**DATASET RECORDS**
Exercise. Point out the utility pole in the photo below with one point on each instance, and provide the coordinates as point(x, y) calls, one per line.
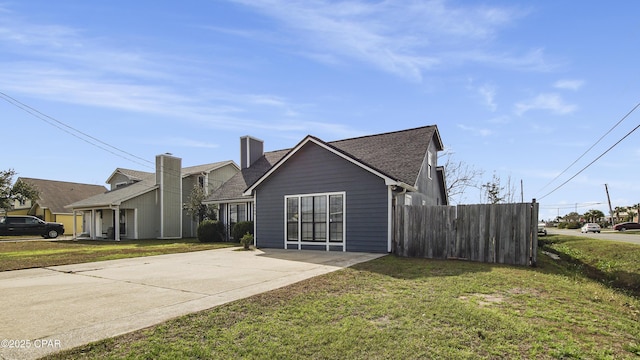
point(606, 188)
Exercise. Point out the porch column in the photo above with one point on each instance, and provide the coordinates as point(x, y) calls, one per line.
point(75, 225)
point(92, 226)
point(116, 228)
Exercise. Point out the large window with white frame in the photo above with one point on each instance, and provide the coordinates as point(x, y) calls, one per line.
point(315, 219)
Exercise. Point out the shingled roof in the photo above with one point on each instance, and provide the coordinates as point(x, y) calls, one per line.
point(234, 187)
point(55, 195)
point(398, 155)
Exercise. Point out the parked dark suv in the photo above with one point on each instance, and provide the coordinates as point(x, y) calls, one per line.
point(29, 225)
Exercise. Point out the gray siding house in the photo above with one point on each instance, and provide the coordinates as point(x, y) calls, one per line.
point(144, 205)
point(334, 196)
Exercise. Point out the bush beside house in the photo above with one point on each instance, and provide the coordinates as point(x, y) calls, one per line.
point(211, 231)
point(240, 229)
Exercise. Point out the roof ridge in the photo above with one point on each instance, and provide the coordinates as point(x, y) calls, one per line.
point(381, 134)
point(62, 181)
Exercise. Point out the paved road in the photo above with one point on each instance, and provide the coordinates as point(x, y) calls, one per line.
point(46, 310)
point(629, 236)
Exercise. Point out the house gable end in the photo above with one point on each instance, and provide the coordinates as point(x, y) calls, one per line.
point(311, 139)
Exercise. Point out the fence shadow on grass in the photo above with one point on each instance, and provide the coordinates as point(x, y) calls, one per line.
point(417, 268)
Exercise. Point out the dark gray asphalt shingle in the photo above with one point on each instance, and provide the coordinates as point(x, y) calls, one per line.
point(397, 154)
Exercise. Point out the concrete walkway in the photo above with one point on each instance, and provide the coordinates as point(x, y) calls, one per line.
point(46, 310)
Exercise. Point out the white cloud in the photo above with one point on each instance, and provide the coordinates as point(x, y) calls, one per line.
point(569, 84)
point(404, 39)
point(475, 131)
point(550, 102)
point(488, 93)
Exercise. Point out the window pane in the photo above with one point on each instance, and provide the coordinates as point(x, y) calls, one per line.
point(306, 205)
point(307, 231)
point(320, 230)
point(292, 231)
point(320, 209)
point(335, 212)
point(242, 212)
point(292, 219)
point(335, 230)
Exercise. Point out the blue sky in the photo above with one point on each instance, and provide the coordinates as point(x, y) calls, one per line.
point(518, 89)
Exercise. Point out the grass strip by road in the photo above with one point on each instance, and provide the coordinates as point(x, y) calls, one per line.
point(399, 308)
point(30, 254)
point(616, 264)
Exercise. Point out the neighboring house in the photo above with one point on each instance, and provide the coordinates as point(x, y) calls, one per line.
point(53, 197)
point(337, 195)
point(150, 205)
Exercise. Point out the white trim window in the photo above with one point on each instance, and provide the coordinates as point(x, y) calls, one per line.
point(315, 219)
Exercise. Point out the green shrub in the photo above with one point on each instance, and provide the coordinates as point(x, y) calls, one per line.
point(210, 231)
point(574, 225)
point(246, 241)
point(240, 229)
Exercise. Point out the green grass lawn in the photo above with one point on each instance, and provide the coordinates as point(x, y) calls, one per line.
point(614, 263)
point(399, 308)
point(30, 254)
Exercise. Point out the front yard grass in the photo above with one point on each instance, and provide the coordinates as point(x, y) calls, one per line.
point(616, 264)
point(30, 254)
point(399, 308)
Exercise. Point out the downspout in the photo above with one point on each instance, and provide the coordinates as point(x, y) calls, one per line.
point(391, 216)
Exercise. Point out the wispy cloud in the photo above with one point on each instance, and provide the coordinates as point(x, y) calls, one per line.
point(184, 142)
point(63, 64)
point(550, 102)
point(568, 84)
point(488, 93)
point(474, 130)
point(402, 38)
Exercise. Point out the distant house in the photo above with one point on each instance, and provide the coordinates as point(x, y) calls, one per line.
point(145, 205)
point(336, 195)
point(53, 197)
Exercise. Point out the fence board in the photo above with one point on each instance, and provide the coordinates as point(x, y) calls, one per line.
point(500, 233)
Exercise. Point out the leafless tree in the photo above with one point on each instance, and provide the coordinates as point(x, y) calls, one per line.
point(459, 176)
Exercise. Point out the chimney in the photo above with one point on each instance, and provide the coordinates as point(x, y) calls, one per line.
point(251, 149)
point(169, 180)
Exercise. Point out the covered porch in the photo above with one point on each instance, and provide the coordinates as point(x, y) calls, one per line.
point(106, 223)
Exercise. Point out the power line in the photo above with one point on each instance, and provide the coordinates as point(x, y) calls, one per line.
point(592, 146)
point(591, 163)
point(74, 132)
point(87, 138)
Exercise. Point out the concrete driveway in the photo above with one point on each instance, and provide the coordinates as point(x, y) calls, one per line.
point(46, 310)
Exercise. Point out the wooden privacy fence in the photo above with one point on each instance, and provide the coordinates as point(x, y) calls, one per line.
point(499, 233)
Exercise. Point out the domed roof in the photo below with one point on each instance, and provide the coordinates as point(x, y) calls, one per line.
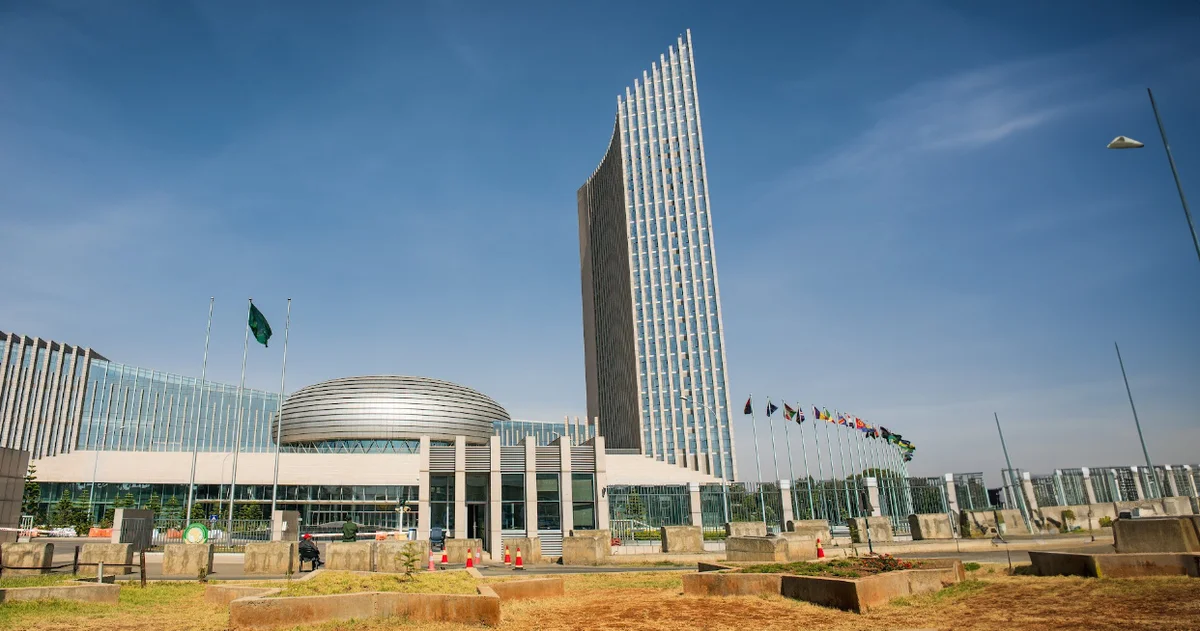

**ASSIGNMENT**
If an entry contains a picture, leave it out and repeat the rest exactly.

**RESULT BELOW**
Exercise. Point out the utility pole in the photo below with one point on each instance, and provide the coordinates as point(x, y) calls, one per line.
point(606, 188)
Exercise. Point out the porch column in the photo above with one point on each instance, and provide the coordinates as point(x, y) calls, one per line.
point(75, 225)
point(92, 226)
point(116, 228)
Exercise. Point out the large window with white frame in the photo above with one point on each instance, and provide the coordinates as point(x, y) calls, one per line.
point(315, 219)
Exercise. Point out the shingled roof in the photo above with one point on each instance, and provide the coordinates as point(x, y) calls, one per line.
point(234, 187)
point(55, 195)
point(398, 155)
Exercise. Point out the parked dark suv in the photo above with one point on each instance, and provide the coordinates as point(x, y) calls, one per line.
point(29, 225)
Exercise. Point out the gray siding house in the photo above with one point on each instance, and provide the coordinates as point(x, y) calls, one per line.
point(144, 205)
point(334, 196)
Exercise. Point out the bush beside house in the photo above with one point on each instance, and provide the coordinates as point(x, y) calls, one per line.
point(211, 231)
point(240, 229)
Exercise. Point out the roof ridge in the photo above with one point on each instance, and provide the coordinates as point(x, y) calls, one per line.
point(381, 134)
point(62, 181)
Exercise. Point out the paved road in the photo above with one point on each instance, and provide the coordinates as point(x, y) calls, one per line.
point(46, 310)
point(629, 236)
Exercise. Point out the house gable end in the photo above with one point on each instance, and provide the coordinates as point(x, y) calls, one per line.
point(311, 139)
Exercise. Point out the fence shadow on grass in the photo above with one point on each instance, and provide the coordinates as point(x, y) calls, one per line.
point(417, 268)
Exercise. Point out the dark gray asphalt shingle in the photo above with one point on each instance, and provide the coordinates as point(x, y) calls, one per line.
point(397, 154)
Exercise. Point out the concrete walkway in the photo above with one point on each instance, and provide the coordinates as point(x, y) calls, one per line.
point(46, 310)
Exercise. Point out the white cloud in the photo above with one point on each instance, and provide the coordinates as point(x, y) calls, one per line.
point(569, 84)
point(404, 39)
point(475, 131)
point(550, 102)
point(488, 93)
Exercise. Point out the window pane in the photo above with one point on each instance, and provide the coordinates as point(x, y) calls, one per line.
point(306, 205)
point(307, 231)
point(320, 230)
point(292, 231)
point(320, 209)
point(335, 212)
point(242, 212)
point(292, 219)
point(335, 230)
Exercise. Point out the blue sky in the photo above with one point on each instance, and provide the coordinates as point(x, y) calls, one per line.
point(518, 89)
Exercise. Point out the grass strip by road in the photo above with one point on each instance, and provide the coordinates as point(x, y) calls, one per line.
point(399, 308)
point(30, 254)
point(616, 264)
Exercise. Point out the neighboring house in the photo above with one point on each instance, and provide the coordinates as point(x, y) calls, one per line.
point(53, 197)
point(337, 195)
point(150, 205)
Exercise. Point out the white trim window in the photo above with one point on each instance, and provide the coordinates as point(x, y) calls, one per line.
point(315, 219)
Exercise. Point out the green shrub in the photo above with one point on each instance, and provide the coordinates as point(x, y) calls, one per line.
point(210, 231)
point(574, 225)
point(246, 241)
point(240, 229)
Exercise. Point out the green grass lawn in the photo above with one point on each instance, and provide the coordinates as point(x, y) calls, one per line.
point(614, 263)
point(399, 308)
point(30, 254)
Exercise. Point out the front yard grass in the photo above with one point on each instance, and provide the coordinates as point(x, y) calls, one per line.
point(616, 264)
point(30, 254)
point(399, 308)
Exercise. Point out the downspout in the photo above with one point on each instance, and provide the coordinates as point(x, y) calls, one per line.
point(391, 216)
Exercise. Point out the wispy cloud in the photo above with one point on each instance, and provide the coordinates as point(x, y) calls, one per line.
point(184, 142)
point(63, 64)
point(550, 102)
point(568, 84)
point(488, 93)
point(474, 130)
point(402, 38)
Exercise. Point out the distant house in the photo above with one point on each instance, and provide the coordinates as point(x, y) calls, one per line.
point(145, 205)
point(336, 195)
point(53, 197)
Exercise. Point out the fence board in the photo above with one point on each instance, and provide the coordinates as point(x, y) calls, one per line.
point(500, 233)
Exercise. Point out the leafless tree in the photo above with one point on each instance, and provide the coordinates as point(x, y) calls, one per line.
point(459, 176)
Exercise. Point out the chimney in the photo above with one point on each instance, and provide the coordinates as point(x, y) calls, one per line.
point(251, 149)
point(169, 180)
Exercise. Point out the covered porch in the photo above with one point on each instance, and provide the coordinates as point(x, y) calls, one per line.
point(106, 223)
Exercise. Point out the power line in the photo above with one point on each instance, and provide the coordinates as point(x, y) calls, one per line.
point(592, 146)
point(591, 163)
point(74, 132)
point(87, 138)
Exercise. Point out the concrete driveway in the photo above with one point on each instance, and provide the coordinates as point(x, y) calls, one per line.
point(46, 310)
Exercise. Point out the wooden privacy fence in the photo above with one point on each instance, and provide the coordinates as point(x, y) calls, one per line.
point(499, 233)
Exercise. Point out the domed roof in the photo below with one point on each instance, and provide the coordinates as point(x, y) calls, one per line.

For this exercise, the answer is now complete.